◆ Fragmento del documento
◇ ◇ ◇ ◇ ◇ ◇ ◇
Esa es una escisión ya recurrente en la filmografía de Eastwood. Dunn, su personaje en Million dollar baby (2005), llevaba años sin establecer comunicación con su hija. O Luther, su personaje en Poder absoluto (1997), que también se había distanciado de su hija, o eso le reprochaba ella, Kate (Laura Linney), aunque, como comprueba cuando descubre en su piso todas las fotografías que había realizado de ella en todos sus momentos significativos, había estado presente de otro modo. Es, precisamente, lo que le reprocha Mary a Earl que no ha hecho siquiera con su hija; no estuvo ni siquiera presente a cierta distancia. En este caso, su propia hija, Alison, es también su hija en la pantalla. Poder absoluto, de hecho, podía verse también como un homenaje a su hija (de hecho, Alison Eastwood aparecía en la primera secuencia junto a él, ambos recreando una pintura en un museo). En Gran torino (2008), con la que Mula comparte guionista, Nick Schenk, Kowalksi, el personaje de Eastwood, perseguía denodadamente al sacerdote de su parroquia para que aceptara su confesión, porque se lo había prometido a su esposa recientemente fallecida. Una confesión en la que expresa el dolor que arrastra desde tiempo atrás por la falta de conexión con su familia.
◇ ◇ ◇ ◇ ◇ ◇ ◇
◆ Tarea planteada A
Pasa a una lista numerada todo lo que va desde el comienzo del listado hasta la línea que contiene "xmin=0 ymin=508 xmax=800 ymax=580", ambas incluidas, y omite las líneas en blanco.
El fragmento y el listado provienen de fuentes distintas.

[Registros de recuadros etiquetados]
◇ ◇ ◇ ◇ ◇ ◇ ◇
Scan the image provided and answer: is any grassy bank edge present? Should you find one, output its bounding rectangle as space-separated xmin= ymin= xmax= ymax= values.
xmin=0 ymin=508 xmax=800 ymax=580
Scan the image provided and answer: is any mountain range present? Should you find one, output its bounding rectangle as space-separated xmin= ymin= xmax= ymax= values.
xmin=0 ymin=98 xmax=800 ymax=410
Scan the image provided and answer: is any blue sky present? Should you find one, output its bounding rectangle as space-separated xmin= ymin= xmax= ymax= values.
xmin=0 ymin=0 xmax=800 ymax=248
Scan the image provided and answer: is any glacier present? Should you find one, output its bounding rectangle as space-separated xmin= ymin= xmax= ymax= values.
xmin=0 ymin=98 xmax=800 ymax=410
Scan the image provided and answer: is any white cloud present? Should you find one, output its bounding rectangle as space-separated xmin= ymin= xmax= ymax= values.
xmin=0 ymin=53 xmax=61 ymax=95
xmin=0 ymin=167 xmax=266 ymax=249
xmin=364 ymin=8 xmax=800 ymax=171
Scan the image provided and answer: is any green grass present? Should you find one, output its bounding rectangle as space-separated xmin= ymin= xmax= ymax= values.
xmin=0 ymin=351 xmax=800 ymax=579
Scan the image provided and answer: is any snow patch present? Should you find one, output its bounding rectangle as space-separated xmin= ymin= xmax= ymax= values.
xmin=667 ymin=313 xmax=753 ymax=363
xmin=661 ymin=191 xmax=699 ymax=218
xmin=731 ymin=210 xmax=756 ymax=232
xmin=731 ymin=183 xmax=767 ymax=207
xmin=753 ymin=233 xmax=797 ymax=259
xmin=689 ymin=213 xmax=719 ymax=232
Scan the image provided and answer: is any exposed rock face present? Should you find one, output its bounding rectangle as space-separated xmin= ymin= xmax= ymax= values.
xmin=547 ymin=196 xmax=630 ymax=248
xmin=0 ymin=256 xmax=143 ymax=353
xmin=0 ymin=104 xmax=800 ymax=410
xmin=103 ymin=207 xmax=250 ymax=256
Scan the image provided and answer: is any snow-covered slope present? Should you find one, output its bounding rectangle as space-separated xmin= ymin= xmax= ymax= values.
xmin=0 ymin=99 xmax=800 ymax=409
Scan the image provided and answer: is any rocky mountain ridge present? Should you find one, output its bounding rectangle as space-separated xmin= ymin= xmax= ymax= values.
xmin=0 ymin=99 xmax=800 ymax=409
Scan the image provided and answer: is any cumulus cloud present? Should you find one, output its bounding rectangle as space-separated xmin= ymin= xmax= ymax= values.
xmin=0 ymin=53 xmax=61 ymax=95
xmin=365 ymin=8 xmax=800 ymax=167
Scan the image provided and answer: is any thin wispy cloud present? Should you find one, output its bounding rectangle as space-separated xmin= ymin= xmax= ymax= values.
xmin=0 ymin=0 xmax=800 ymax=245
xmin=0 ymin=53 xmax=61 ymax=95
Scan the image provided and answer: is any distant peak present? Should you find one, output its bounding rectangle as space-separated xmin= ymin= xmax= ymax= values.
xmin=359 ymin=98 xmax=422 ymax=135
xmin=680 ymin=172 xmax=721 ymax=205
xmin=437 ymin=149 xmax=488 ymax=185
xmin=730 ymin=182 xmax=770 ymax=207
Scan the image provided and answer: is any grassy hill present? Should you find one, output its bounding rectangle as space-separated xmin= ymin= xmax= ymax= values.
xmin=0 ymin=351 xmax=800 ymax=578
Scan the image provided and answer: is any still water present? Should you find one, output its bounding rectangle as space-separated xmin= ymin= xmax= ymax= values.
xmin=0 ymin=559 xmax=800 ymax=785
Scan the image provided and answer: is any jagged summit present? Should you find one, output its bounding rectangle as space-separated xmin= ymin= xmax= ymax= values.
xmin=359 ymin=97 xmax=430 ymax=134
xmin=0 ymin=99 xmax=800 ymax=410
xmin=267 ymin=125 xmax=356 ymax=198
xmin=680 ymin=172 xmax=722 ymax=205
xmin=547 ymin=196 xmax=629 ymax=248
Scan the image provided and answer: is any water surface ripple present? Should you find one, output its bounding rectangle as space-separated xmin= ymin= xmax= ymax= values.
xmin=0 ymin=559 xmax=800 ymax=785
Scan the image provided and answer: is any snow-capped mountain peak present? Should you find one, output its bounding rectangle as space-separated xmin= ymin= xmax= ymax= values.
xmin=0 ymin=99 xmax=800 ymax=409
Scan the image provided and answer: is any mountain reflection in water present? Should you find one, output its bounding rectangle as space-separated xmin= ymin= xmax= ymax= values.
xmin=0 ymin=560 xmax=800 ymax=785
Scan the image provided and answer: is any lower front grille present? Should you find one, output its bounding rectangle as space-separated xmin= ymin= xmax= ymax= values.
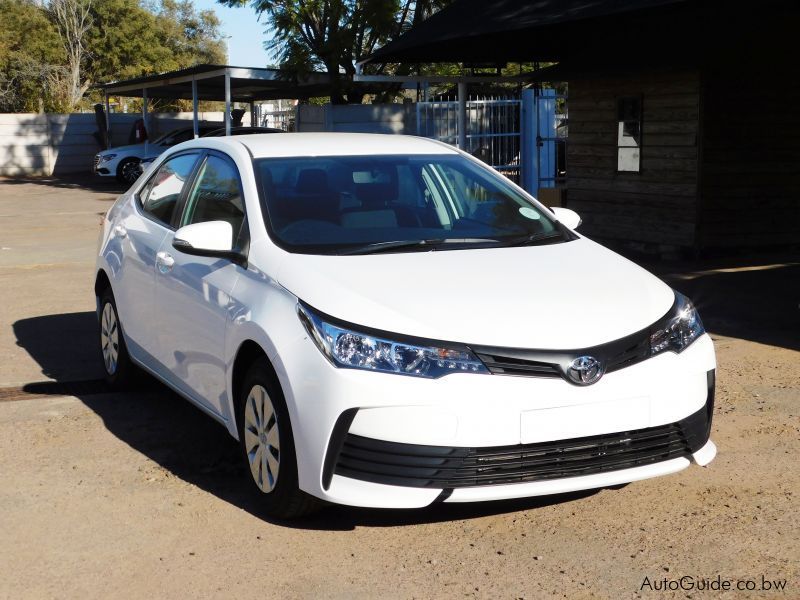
◇ ◇ ◇ ◇ ◇ ◇ ◇
◆ Tarea planteada B
En el fragmento sobre la filmografía de Eastwood, ¿qué guionista comparten Gran torino y Mula?

◆ Respuesta del ejercicio A
1. Scan the image provided and answer: is any grassy bank edge present? Should you find one, output its bounding rectangle as space-separated xmin= ymin= xmax= ymax= values.
2. xmin=0 ymin=508 xmax=800 ymax=580

◆ Respuesta del ejercicio B
Nick Schenk.